───── Testo citato

Quando il crimine è in agguato, ogni supereroe è pronto ad agire. E se il crimine ha il volto paillettes e lustrini dell'industria della moda, solo un supermodello-sirenetto “bello bello in modo assurdo” può sconfiggerlo! Zoolander è una commedia esilarante, che trova nell'eccesso il mezzo per ironizzare su un mondo - quello della moda - che di esagerazione vive. Spesso volgare e persino demenziale, la pellicola racconta di un universo esilarante fatto di modelli burattini, “stupidi in modo assurdo”, che si trovano ad avere nelle mani il destino dell'umanità. E che alla fine riescono anche a salvarla. Scritto, diretto e interpretato da Ben Stiller, Zoolander racconta il mondo della moda dei primi anni Duemila: dei super top model a cui bastava un' espressione per sfondare; dei modelli, quelli veri, esempio per milioni di giovani e stereotipo di una bellezza vuota, padroni di un mondo fatto di copertine e passerelle che permettevano anche ai sempliciotti di diventare icone di stile. Un mondo lontano rispetto a quello popolato dalle odierne star della rete, a cui basta il selfie postato nel momento giusto sulla rete per essere popolari.

──────────

### Le consegne
a - Rispondi alle domande seguenti basandoti sul testo su Zoolander.
(i) Chi ha scritto, diretto e interpretato il film?
(ii) Quale mondo il film prende in giro attraverso l'eccesso?
(iii) A quale periodo risale il mondo della moda raccontato nel film?
b - Prosegui il testo su Zoolander, ripartendo dopo la sua ultima frase.

───── Estratti del dataset

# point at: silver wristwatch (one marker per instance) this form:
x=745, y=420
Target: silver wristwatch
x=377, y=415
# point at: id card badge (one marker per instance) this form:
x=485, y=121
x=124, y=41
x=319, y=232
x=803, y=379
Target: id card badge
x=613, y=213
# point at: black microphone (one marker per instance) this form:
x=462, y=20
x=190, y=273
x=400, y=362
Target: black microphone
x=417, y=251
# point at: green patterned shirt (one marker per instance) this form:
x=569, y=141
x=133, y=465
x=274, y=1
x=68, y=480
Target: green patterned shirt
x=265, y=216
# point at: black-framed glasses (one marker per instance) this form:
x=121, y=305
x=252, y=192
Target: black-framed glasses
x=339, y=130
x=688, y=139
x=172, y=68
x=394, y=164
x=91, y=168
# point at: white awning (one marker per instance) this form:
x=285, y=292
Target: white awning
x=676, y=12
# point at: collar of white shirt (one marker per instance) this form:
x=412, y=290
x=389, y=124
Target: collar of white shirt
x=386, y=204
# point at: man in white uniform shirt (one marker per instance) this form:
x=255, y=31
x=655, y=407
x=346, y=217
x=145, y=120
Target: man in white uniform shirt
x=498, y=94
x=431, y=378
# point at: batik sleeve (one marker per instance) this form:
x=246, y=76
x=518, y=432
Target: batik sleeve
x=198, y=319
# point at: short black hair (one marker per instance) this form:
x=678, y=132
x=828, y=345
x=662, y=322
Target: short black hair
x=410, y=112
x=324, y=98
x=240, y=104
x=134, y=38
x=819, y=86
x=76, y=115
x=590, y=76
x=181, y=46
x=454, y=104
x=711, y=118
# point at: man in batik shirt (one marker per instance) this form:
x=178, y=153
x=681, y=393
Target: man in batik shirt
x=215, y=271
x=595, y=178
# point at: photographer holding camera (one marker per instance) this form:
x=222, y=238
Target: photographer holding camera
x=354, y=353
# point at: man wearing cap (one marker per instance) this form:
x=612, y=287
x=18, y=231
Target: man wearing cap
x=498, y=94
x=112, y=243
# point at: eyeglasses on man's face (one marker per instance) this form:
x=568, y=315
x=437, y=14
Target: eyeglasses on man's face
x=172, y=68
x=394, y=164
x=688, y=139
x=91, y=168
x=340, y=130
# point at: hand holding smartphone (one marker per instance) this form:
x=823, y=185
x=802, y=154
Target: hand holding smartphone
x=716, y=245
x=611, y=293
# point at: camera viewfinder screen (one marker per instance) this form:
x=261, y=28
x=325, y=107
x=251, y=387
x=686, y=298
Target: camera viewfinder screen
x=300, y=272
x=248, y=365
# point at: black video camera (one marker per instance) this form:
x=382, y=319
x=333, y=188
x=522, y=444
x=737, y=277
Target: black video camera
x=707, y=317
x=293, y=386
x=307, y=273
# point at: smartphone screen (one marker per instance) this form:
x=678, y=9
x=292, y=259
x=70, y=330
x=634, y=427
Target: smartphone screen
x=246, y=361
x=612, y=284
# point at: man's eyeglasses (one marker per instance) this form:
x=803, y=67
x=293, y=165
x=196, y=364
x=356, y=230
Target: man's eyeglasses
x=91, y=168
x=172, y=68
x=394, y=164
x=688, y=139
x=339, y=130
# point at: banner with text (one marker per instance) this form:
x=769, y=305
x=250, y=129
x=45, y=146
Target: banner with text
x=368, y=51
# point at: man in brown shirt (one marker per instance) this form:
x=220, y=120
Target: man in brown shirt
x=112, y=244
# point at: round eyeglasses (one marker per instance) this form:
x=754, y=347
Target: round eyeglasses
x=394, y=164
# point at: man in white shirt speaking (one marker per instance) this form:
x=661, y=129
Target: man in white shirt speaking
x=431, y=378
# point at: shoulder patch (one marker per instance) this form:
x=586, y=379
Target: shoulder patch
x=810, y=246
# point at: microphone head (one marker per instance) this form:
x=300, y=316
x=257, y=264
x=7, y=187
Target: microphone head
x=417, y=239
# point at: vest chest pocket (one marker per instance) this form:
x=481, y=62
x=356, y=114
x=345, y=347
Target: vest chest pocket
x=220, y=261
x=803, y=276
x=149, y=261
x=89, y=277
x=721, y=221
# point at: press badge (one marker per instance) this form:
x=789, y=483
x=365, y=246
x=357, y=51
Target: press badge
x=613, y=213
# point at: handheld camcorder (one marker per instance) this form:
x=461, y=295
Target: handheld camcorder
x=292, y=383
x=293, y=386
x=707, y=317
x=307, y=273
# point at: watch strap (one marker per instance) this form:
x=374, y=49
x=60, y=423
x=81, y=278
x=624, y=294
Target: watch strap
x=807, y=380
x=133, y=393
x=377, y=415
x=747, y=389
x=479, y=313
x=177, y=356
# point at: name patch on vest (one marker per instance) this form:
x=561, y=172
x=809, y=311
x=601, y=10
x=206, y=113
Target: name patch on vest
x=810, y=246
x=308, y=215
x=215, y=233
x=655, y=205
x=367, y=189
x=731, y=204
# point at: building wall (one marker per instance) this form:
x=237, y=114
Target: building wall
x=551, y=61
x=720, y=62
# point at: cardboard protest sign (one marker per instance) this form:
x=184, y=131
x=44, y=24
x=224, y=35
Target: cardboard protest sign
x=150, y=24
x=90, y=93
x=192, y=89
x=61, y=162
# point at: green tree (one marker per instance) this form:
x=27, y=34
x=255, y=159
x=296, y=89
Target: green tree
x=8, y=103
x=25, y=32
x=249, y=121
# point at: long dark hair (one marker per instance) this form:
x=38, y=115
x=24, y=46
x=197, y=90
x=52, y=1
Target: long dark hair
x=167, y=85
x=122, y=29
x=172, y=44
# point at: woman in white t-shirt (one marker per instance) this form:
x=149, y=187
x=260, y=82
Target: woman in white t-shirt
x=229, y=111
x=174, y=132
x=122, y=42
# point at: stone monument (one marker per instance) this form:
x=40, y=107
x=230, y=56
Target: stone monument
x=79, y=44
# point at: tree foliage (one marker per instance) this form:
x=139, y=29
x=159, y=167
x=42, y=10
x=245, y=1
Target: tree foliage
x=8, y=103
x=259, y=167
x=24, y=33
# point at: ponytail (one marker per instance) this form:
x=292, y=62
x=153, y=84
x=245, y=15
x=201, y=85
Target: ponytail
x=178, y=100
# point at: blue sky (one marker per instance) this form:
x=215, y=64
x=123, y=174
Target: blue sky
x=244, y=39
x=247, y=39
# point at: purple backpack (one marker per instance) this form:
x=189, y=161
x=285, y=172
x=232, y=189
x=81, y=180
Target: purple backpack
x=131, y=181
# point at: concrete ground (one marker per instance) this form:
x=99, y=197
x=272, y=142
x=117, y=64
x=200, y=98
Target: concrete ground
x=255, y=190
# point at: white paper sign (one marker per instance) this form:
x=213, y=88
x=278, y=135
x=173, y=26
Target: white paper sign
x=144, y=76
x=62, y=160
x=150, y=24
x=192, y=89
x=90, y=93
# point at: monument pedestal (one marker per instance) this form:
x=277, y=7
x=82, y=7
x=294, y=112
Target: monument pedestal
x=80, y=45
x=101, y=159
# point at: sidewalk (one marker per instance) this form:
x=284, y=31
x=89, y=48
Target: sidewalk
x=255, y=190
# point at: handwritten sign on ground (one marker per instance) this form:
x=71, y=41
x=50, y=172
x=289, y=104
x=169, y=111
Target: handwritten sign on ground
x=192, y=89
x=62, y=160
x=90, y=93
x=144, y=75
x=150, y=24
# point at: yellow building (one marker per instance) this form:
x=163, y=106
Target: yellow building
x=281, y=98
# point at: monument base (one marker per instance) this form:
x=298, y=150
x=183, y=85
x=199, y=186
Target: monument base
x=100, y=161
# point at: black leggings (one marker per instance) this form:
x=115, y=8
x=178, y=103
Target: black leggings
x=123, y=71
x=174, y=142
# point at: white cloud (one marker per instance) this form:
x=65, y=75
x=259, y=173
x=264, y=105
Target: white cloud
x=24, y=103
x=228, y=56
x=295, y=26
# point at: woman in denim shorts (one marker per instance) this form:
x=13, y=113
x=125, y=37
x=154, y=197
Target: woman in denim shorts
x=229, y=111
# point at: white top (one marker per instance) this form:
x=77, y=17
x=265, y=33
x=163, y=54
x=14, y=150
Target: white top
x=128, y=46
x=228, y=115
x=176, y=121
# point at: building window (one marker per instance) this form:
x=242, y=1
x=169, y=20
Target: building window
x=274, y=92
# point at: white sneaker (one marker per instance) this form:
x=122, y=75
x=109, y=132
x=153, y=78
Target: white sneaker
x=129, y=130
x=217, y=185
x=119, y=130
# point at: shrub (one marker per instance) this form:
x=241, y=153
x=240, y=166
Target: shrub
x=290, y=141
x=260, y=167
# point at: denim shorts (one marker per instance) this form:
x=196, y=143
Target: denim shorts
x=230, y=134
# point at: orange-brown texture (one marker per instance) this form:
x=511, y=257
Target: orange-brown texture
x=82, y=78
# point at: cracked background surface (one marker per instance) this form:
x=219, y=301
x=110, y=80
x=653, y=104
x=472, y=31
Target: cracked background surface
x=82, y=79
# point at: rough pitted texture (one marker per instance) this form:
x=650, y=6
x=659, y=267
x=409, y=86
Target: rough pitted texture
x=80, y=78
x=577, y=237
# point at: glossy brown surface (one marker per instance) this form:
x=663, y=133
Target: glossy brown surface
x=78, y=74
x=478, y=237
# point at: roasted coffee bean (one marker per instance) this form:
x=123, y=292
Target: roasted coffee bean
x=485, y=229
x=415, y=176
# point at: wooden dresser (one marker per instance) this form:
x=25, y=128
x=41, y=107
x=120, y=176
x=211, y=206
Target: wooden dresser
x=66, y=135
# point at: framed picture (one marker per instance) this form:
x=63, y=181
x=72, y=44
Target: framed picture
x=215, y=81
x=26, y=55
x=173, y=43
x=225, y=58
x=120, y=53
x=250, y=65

──────────

### Soluzioni in ordine
a -
(i) Ben Stiller.
(ii) Il mondo della moda.
(iii) Ai primi anni Duemila.

b -
Ben Stiller anima un film che non risente della trama quasi del tutto inesistente e che riesce a far ridere grazie ai personaggi esagerati. Zoolander, in completo pitonato; Hansel, con capelli biondi al vento, giacca con frange e monopattino in spalla; Mugatu dalla capigliatura improbabile e inseparabile barboncino. Tutte figure eccentriche e spassose, parodia di gran parte della cultura pop e del costume occidentale degli anni '70, '80 e '90. Riuscitissime anche le situazioni paradossali, vere e proprie gag fatte di situazioni e dialoghi completamente non-sense, come la cerimonia di premiazione del modello dell'anno; l'esplosione alla pompa di benzina; lo scontro tra Derek e Hansel a colpi di sguardi. Ma Zoolander non è solo umorismo spiccio, Stiller cita addirittura Kubrick: nella sequenza del lavaggio del cervello in laboratorio, dove le note della nona sinfonia del trattamento Ludovico sono sostituite da quelle di Relax dei Frankie goes to Hollywood, e nello scontro dei due sapiens urlanti e saltellanti e armati di osso contro il mac. A rendere il tutto molto, molto pop concorrono poi la serie di guest star e i cameo di personaggi del mondo dello spettacolo, del cinema e della musica. Su tutti spicca quello del Duca Bianco David Bowie nel ruolo di se stesso nelle vesti di un improbabile giudice pronto a scegliere la migliore performance in passerella tra Derek e Hansel. Un film divertente e grottesco, che fa dell'assurdo il suo punto di forza. Un “bello e stupido” che salva le sorti dell'intero pianeta, ma anche un eroe di tutti i giorni che aiuta i ragazzi che non sanno leggere e che vogliono imparare altre cose buone, dimostrando che anche così si può essere belli in modo assurdo.